■ **TEXTO DE ORIGEN**
Tengo la certeza de que el pueblo húngaro no es como esa periodista malnacida que hace la zancadilla a un hombre con un niño en brazos, pero la imagen es tan fuerte y tan indignante, que no auguro un futuro prometedor a la autora de esa acción vil y cobarde.
Otros, por permitir que haya tiranos que eliminan sin piedad a quienes osan pensar de forma distinta. ¿Qué intereses están en juego en Siria para seguir manteniendo al presidente?
Cada uno de nosotros, por tener gobernantes insensibles que piensan más en la balanza de pagos que el más mínimo gesto de humanidad. No olvidemos, aunque suene duro, que cada pueblo, cada ciudadano, tiene el gobierno que se merece, ni más ni menos.
Ese niño pudo haber sido mi nieta, que tiene un año menos, o el niño que vive en el piso séptimo de mi casa, justo debajo de mí.

■ **REGISTROS EXTRAÍDOS**
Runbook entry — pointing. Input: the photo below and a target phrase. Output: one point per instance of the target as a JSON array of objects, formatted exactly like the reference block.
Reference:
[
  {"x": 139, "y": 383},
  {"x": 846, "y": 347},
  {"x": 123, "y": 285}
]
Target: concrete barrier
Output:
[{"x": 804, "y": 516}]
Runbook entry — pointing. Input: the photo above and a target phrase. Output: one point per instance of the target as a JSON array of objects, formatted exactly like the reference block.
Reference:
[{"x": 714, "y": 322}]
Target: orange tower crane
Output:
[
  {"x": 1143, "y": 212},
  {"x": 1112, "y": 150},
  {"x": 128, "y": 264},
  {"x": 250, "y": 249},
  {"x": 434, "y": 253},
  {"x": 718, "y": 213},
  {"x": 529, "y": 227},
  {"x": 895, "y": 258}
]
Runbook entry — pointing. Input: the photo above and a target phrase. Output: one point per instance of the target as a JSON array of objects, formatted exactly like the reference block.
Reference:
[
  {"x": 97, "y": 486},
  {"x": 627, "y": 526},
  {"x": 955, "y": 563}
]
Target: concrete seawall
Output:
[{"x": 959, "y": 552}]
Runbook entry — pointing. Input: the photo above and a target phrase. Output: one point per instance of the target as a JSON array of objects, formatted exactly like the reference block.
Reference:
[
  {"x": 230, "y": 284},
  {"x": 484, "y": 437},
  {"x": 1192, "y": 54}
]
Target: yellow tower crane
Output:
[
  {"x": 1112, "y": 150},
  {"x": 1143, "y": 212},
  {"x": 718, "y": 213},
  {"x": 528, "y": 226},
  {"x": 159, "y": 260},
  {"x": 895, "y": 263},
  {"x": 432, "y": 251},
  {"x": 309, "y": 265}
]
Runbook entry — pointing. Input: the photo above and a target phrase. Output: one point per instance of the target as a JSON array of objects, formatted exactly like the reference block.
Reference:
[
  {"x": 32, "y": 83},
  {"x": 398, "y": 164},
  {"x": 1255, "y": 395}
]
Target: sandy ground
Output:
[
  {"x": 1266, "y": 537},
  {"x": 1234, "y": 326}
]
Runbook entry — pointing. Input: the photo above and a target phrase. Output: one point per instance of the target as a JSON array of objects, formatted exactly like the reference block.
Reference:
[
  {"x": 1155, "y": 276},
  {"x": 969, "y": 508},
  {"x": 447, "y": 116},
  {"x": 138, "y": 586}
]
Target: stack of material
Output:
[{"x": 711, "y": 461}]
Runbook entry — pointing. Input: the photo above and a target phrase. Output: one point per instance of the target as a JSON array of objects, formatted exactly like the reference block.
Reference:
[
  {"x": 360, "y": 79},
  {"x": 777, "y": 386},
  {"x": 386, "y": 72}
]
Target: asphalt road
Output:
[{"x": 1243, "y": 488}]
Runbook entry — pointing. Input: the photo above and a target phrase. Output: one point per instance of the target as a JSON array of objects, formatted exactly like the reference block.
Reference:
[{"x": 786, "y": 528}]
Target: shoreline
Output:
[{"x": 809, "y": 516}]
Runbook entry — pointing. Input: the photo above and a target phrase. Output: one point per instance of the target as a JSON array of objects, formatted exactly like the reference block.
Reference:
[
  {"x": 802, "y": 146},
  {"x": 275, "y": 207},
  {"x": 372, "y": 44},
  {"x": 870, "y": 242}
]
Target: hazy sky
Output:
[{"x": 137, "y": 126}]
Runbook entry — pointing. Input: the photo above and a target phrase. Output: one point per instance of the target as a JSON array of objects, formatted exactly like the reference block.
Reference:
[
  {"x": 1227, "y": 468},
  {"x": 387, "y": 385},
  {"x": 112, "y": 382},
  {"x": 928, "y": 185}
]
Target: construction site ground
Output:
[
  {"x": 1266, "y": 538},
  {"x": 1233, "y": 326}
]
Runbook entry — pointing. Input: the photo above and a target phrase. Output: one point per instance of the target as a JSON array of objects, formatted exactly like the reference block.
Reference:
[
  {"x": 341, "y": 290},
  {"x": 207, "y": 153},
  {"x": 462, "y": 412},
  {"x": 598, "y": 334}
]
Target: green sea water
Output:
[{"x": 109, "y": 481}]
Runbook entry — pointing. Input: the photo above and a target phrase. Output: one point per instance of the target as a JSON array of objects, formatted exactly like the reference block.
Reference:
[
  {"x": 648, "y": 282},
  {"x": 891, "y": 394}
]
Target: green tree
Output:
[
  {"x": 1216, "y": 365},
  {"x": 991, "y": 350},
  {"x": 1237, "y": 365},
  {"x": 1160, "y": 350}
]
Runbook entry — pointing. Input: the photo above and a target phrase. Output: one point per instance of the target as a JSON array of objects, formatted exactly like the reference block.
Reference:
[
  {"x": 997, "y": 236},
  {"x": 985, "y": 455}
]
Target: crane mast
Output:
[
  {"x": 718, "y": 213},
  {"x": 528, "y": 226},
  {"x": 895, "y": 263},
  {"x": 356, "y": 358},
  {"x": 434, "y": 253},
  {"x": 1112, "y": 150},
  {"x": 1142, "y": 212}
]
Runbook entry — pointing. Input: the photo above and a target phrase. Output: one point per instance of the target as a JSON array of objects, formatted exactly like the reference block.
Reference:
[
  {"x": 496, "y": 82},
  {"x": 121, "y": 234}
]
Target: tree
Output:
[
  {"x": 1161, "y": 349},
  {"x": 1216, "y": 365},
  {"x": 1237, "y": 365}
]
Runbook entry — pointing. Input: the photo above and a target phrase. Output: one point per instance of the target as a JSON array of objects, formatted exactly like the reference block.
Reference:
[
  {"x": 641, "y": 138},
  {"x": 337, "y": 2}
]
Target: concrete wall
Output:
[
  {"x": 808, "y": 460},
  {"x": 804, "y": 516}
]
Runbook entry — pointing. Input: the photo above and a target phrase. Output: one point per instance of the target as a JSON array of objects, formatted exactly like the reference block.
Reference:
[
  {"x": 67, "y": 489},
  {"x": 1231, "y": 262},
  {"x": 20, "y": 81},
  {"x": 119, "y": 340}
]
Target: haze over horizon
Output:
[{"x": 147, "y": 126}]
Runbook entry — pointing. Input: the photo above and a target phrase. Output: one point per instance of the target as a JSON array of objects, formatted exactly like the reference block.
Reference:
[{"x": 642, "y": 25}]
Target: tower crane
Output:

■ **DETALLES DEL PROBLEMA**
¿Puedes editar el texto de origen y escribir de nuevo el tramo desde "Tengo la certeza" hasta "debajo de mí.", con "dirigentes" en lugar de "gobernantes"?

■ **RESPUESTA AL EJERCICIO**
Tengo la certeza de que el pueblo húngaro no es como esa periodista malnacida que hace la zancadilla a un hombre con un niño en brazos, pero la imagen es tan fuerte y tan indignante, que no auguro un futuro prometedor a la autora de esa acción vil y cobarde.
Otros, por permitir que haya tiranos que eliminan sin piedad a quienes osan pensar de forma distinta. ¿Qué intereses están en juego en Siria para seguir manteniendo al presidente?
Cada uno de nosotros, por tener dirigentes insensibles que piensan más en la balanza de pagos que el más mínimo gesto de humanidad. No olvidemos, aunque suene duro, que cada pueblo, cada ciudadano, tiene el gobierno que se merece, ni más ni menos.
Ese niño pudo haber sido mi nieta, que tiene un año menos, o el niño que vive en el piso séptimo de mi casa, justo debajo de mí.